Dataset rows showing where objects appear
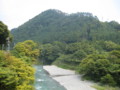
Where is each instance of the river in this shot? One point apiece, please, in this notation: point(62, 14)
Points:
point(44, 82)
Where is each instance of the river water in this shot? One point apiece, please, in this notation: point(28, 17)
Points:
point(44, 82)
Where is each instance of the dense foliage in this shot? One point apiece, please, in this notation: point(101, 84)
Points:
point(54, 25)
point(14, 73)
point(27, 51)
point(98, 61)
point(76, 41)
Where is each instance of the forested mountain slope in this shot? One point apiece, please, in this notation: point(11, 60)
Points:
point(54, 25)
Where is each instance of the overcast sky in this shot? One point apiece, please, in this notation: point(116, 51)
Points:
point(15, 12)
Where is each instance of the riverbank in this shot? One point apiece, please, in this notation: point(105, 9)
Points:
point(68, 78)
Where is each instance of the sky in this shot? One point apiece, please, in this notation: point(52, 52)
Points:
point(16, 12)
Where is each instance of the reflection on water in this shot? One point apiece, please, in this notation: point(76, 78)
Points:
point(44, 82)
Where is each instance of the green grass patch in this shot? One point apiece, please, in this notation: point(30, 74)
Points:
point(105, 87)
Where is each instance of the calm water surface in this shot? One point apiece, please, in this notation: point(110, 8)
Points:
point(44, 82)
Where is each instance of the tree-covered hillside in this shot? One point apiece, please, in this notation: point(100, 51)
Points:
point(54, 25)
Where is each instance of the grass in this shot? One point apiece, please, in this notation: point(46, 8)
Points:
point(105, 87)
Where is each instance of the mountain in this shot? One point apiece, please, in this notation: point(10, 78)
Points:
point(54, 25)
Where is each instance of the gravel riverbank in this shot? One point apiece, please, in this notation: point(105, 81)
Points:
point(68, 78)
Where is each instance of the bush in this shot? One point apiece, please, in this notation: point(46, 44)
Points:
point(108, 79)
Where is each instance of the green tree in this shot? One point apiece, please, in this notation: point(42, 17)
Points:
point(4, 34)
point(28, 51)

# Stated problem:
Copy the entries word for word, starting at the line that contains "Where is each instance of the tree-covered" and going through to the end of the entries.

# Solution to this task:
Where is each instance of the tree-covered hillside in this shot? One point apiece, please, in this notation: point(100, 51)
Points:
point(54, 25)
Where is each instance of the grass in this shot? One point apiece, please, in this notation: point(46, 8)
Points:
point(105, 87)
Where is each instance of the mountain in this shot? One point apiece, please, in this notation: point(10, 78)
Points:
point(54, 25)
Where is each instance of the gravel riverbank in this shot? One point apiece, please, in this notation: point(105, 81)
Points:
point(68, 78)
Where is each instance of the bush in this shot? One point apiece, please, in this notation: point(46, 44)
Points:
point(108, 79)
Where is each instance of the green tree in this shot? One point apiece, please, in this notation: point(42, 17)
Points:
point(4, 34)
point(28, 51)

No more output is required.